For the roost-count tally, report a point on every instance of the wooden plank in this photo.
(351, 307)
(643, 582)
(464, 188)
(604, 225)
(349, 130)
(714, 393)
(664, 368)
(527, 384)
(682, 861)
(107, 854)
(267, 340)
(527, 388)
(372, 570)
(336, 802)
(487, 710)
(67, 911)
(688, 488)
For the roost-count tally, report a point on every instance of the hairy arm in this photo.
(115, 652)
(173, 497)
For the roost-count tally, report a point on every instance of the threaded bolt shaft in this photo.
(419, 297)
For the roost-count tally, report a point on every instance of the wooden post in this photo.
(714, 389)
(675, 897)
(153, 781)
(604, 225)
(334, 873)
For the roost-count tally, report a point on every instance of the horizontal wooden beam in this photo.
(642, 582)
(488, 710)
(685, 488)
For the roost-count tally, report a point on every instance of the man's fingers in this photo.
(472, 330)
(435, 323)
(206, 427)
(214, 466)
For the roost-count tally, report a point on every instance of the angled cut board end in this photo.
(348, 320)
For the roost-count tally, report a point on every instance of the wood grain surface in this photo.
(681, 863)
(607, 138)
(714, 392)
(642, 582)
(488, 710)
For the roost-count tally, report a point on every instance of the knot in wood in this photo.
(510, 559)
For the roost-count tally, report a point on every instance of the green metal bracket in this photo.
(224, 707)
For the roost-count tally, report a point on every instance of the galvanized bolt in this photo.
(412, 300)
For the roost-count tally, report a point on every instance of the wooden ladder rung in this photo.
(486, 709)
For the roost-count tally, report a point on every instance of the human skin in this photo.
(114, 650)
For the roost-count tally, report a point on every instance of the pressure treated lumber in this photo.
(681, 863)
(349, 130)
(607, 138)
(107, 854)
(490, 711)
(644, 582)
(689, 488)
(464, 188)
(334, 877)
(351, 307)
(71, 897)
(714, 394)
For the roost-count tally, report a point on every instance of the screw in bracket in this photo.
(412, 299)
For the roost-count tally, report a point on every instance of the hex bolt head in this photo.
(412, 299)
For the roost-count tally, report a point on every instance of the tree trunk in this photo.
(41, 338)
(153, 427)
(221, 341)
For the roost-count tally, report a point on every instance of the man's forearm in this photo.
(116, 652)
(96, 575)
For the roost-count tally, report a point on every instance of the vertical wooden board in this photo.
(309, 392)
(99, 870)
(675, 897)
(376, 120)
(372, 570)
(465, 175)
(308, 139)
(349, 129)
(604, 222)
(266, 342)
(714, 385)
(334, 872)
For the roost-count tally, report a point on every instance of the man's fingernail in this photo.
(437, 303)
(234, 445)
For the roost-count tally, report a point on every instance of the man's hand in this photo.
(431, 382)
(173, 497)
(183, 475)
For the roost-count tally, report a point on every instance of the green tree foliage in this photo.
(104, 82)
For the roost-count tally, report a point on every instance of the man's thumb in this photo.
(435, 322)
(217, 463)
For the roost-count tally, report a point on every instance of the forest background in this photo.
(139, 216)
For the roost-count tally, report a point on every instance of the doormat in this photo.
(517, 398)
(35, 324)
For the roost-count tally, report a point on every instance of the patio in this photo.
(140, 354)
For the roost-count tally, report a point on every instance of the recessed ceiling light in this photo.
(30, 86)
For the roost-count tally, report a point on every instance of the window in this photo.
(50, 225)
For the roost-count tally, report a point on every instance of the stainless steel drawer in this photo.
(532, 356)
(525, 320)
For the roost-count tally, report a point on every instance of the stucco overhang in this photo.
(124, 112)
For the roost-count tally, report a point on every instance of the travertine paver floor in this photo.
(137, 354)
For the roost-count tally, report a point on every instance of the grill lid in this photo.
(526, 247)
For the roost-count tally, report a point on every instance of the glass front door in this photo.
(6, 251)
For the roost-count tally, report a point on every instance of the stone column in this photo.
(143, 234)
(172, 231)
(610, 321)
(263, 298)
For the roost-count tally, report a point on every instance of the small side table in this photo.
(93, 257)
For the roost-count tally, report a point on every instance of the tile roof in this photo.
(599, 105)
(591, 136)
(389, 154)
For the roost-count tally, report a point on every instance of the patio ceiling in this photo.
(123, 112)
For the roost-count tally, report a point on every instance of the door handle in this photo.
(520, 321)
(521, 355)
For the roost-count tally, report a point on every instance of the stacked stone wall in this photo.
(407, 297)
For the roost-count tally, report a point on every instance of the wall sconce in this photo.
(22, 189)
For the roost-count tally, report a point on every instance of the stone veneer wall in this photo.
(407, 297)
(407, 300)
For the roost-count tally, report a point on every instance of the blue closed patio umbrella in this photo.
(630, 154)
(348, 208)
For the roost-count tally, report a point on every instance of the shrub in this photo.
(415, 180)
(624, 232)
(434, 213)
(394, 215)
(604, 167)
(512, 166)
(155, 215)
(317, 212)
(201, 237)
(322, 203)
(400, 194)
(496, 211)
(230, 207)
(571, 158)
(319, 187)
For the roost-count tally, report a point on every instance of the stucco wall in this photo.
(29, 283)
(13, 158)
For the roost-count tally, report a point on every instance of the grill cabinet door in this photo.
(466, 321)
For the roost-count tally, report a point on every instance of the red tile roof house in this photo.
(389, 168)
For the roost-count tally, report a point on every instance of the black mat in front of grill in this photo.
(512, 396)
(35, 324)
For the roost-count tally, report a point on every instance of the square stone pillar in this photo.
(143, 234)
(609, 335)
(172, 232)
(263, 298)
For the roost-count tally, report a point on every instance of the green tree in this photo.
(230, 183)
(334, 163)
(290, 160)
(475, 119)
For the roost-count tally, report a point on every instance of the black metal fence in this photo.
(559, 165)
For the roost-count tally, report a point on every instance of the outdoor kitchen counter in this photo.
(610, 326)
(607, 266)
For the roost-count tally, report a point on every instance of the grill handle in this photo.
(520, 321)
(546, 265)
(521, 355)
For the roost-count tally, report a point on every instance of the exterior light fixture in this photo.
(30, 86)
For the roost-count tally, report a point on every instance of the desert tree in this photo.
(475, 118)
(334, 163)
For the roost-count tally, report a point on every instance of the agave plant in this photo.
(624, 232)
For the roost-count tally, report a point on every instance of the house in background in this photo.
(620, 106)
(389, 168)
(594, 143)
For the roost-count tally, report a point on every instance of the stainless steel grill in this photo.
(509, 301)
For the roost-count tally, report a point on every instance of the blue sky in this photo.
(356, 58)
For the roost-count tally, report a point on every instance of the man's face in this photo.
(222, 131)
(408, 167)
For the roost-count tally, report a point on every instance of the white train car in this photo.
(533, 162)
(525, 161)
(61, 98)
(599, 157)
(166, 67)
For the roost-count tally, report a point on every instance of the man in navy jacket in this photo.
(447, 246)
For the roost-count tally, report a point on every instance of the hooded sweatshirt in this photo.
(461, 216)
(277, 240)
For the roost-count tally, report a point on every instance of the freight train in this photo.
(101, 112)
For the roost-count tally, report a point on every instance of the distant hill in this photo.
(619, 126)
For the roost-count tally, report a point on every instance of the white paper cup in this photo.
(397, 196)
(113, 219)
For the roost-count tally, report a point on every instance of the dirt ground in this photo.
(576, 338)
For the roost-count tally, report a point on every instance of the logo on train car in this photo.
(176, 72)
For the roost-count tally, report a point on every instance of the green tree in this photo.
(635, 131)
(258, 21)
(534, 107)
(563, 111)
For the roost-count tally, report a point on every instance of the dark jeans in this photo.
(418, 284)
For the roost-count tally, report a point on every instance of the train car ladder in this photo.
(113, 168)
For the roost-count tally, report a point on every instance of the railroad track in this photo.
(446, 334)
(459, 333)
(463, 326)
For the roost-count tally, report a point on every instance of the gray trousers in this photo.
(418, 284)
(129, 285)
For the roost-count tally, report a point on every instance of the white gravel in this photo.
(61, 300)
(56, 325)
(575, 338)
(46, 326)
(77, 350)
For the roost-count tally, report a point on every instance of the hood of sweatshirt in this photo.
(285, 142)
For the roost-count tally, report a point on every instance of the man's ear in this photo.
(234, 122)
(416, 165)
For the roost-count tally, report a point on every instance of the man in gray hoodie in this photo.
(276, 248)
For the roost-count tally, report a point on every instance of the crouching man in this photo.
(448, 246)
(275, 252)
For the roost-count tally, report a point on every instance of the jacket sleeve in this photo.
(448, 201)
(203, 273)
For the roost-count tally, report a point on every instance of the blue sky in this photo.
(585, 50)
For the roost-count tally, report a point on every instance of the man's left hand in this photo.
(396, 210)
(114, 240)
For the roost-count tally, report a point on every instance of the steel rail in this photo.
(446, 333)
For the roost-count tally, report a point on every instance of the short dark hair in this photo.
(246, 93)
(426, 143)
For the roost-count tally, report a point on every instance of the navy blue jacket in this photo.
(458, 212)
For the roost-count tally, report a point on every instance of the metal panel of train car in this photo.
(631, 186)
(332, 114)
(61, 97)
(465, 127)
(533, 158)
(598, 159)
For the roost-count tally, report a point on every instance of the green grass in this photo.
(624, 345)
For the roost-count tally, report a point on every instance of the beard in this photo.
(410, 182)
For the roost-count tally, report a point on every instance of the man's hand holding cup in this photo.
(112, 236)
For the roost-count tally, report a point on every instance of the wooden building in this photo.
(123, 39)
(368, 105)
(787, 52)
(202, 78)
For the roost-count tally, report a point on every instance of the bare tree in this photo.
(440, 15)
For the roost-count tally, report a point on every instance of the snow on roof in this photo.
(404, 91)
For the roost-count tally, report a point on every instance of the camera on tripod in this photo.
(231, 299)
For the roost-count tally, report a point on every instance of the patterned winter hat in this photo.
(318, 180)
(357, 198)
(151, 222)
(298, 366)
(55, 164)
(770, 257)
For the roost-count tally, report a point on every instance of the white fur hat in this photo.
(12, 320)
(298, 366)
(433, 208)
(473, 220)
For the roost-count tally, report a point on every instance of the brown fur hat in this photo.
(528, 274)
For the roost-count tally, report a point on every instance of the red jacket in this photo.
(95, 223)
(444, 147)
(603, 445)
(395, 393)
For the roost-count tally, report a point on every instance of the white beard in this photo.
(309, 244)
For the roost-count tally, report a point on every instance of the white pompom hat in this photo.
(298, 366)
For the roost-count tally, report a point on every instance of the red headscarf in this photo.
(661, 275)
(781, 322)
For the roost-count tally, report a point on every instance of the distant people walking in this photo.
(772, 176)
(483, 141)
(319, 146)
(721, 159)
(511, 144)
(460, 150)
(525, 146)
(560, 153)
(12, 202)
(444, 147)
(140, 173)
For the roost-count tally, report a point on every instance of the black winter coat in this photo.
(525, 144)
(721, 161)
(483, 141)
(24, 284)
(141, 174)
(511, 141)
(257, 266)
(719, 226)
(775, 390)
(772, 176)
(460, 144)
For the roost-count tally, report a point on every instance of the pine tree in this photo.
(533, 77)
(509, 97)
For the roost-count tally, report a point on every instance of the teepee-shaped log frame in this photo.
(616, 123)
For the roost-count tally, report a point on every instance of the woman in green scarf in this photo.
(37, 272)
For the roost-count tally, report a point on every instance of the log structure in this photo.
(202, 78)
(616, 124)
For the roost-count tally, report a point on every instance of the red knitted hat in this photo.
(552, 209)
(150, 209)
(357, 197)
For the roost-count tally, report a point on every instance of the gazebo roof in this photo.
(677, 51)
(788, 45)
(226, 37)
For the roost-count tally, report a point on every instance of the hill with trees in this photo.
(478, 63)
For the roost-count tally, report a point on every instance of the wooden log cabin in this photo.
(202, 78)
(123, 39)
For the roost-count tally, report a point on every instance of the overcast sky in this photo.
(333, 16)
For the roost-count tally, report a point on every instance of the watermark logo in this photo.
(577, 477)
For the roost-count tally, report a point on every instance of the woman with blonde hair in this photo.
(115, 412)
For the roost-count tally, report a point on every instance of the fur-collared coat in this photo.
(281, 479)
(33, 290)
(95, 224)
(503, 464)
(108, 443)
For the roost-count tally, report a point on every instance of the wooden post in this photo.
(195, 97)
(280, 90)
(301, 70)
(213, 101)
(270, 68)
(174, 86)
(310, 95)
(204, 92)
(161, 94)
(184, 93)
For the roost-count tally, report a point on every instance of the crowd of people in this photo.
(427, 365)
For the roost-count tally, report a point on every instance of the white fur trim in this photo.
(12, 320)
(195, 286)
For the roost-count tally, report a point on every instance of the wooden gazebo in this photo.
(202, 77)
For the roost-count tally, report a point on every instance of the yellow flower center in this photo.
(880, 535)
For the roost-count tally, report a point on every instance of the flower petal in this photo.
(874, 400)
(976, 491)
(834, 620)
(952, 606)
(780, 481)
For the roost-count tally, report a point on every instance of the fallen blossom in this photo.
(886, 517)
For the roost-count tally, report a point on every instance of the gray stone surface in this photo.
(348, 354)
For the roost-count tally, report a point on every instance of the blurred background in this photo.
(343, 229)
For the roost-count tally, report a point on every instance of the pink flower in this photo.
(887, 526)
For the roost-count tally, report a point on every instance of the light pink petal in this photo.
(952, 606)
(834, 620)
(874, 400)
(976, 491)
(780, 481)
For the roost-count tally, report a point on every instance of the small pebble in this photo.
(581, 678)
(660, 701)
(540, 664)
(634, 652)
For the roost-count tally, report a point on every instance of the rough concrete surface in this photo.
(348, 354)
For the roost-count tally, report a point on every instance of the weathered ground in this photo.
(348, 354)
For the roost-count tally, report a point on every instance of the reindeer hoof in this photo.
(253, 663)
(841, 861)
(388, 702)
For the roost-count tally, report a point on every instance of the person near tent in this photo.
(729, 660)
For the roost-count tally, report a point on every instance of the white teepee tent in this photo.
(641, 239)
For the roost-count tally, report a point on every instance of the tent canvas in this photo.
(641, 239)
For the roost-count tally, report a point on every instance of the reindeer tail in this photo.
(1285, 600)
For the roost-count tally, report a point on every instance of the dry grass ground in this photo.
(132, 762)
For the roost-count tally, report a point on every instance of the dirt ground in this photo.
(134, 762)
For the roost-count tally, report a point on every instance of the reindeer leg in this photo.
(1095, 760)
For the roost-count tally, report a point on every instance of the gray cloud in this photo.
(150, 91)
-=-=-=-=-
GOAL OF THE EXERCISE ->
Reproduce verbatim the entries, beginning at the line that contains "flower in this photo." and ending with the last line of the entries, both ends included.

SOLUTION ->
For the roost-count tally, report a point on every instance of the pink flower in this photo.
(887, 526)
For the roost-count tally, report a point on every instance of the light pink petal in this photo.
(952, 606)
(834, 620)
(874, 400)
(976, 491)
(780, 481)
For the roost-count tally, report a point on every instance of the small pebble in this photo.
(581, 678)
(660, 701)
(540, 664)
(634, 652)
For the roost-count tally, report a point on every instance of the rough concrete surface in this photo.
(348, 354)
For the roost-count tally, report a point on every instance of the weathered ground in this photo.
(348, 354)
For the roost-count tally, report a point on every instance of the reindeer hoof in this photo.
(253, 663)
(841, 861)
(388, 702)
For the roost-count tally, report a point on every instance of the person near tent in this photo.
(729, 660)
For the roost-count tally, report a point on every instance of the white teepee tent in this photo.
(641, 239)
For the roost-count tally, report a point on every instance of the tent canvas in this photo.
(641, 239)
For the roost-count tally, report a point on every instance of the reindeer tail in this photo.
(1285, 600)
For the roost-count tally, report a point on every instance of the dry grass ground in this photo.
(132, 762)
For the roost-count tally, report a point on every instance of the dirt ground in this photo.
(134, 762)
For the roost-count tally, report a point on every instance of the reindeer leg in this photo.
(1095, 760)
For the roost-count tally, report a point on every instance of the gray cloud in this photo.
(150, 91)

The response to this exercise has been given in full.